→ DESCRIPTION OF THE TASK: From the forum post on AI risk below, copy word for word the passage starting with "Even experts like" and going on through "bear this out.".

Top of SOURCE TEXT

This seems untrue. For one thing, high-powered AI is in a lot more hands than nuclear weapons. For another, nukes are well-understood, and in a sense boring. They won’t provoke as strong of a “burn it down for the lolz” response as AI will.
Even experts like Yann LeCun often do not merely not understand the danger, they actively rationalize against understanding it. The risks are simply not understood or accepted outside of a very small number of people.
Remember the backlash around Sydney/Bing? Didn’t stop her creation. Also, the idea that governments are working in their nations’ interests does not survive looking at history, current policy or evolutionary psychology (think about what motivations will help a high-status tribesman pass on his genes. Ruling benevolently ain’t it.)
You think RLHF solves alignment? That’s an extremely interesting idea, but so far it looks like it Goodharts it instead. If you have ideas about how to fix that, by all means share them, but there is as yet no theoretical reason to think it isn’t Goodharting, while the frequent occurrence of jailbreaks on ChatGPT would seem to bear this out.
Maybe. The point of intelligence is that we don’t know what a smarter agent can do! There are certainly limits to the power of intelligence; even an infinitely powerful chess AI can’t beat you in one move, nor in two unless you set yourself up for Fool’s Mate. But we don’t want to make too many assumptions about what a smarter mind can come up with.

Bottom of SOURCE TEXT
Top of GIVEN INFORMATION

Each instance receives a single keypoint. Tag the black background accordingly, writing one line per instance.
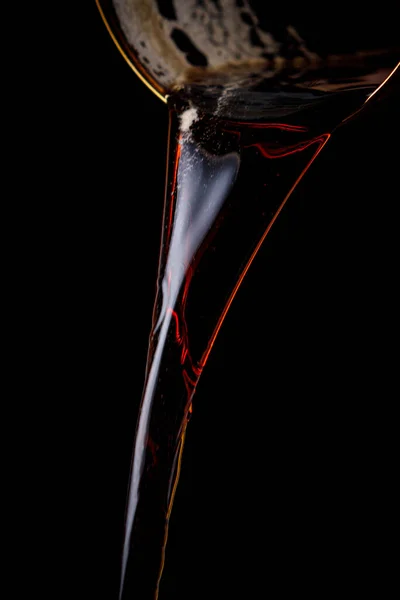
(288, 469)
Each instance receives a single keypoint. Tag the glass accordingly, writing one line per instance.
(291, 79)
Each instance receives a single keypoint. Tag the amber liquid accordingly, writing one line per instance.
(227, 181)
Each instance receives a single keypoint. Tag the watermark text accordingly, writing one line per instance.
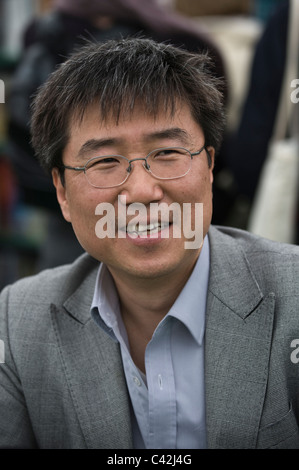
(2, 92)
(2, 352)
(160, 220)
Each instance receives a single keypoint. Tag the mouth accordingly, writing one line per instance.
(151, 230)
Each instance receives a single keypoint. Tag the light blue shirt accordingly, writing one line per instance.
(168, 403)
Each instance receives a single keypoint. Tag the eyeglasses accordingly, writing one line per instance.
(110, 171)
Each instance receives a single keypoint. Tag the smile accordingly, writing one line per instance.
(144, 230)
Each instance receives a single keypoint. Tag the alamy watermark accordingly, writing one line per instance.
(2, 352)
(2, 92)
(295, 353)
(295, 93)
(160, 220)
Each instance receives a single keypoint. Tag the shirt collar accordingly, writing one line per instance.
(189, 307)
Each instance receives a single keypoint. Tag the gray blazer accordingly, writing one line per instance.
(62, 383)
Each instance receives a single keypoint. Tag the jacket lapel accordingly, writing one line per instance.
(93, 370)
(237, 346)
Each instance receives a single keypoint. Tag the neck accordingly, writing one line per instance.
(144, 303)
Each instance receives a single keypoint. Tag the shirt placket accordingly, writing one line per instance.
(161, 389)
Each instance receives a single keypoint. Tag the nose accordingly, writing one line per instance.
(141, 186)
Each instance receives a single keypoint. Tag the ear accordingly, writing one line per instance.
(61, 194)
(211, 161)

Bottom of GIVEN INFORMATION
Top of GIVEN INFORMATION

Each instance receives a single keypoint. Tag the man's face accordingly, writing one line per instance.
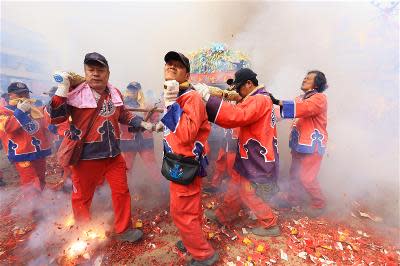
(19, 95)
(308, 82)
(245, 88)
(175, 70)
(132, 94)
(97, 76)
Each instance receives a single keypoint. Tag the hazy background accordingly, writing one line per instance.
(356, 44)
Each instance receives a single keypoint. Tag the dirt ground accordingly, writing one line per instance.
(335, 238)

Bottom of GIVEN INFORMATION

→ FINISHED EXERCISE:
Even experts like Yann LeCun often do not merely not understand the danger, they actively rationalize against understanding it. The risks are simply not understood or accepted outside of a very small number of people.
Remember the backlash around Sydney/Bing? Didn’t stop her creation. Also, the idea that governments are working in their nations’ interests does not survive looking at history, current policy or evolutionary psychology (think about what motivations will help a high-status tribesman pass on his genes. Ruling benevolently ain’t it.)
You think RLHF solves alignment? That’s an extremely interesting idea, but so far it looks like it Goodharts it instead. If you have ideas about how to fix that, by all means share them, but there is as yet no theoretical reason to think it isn’t Goodharting, while the frequent occurrence of jailbreaks on ChatGPT would seem to bear this out.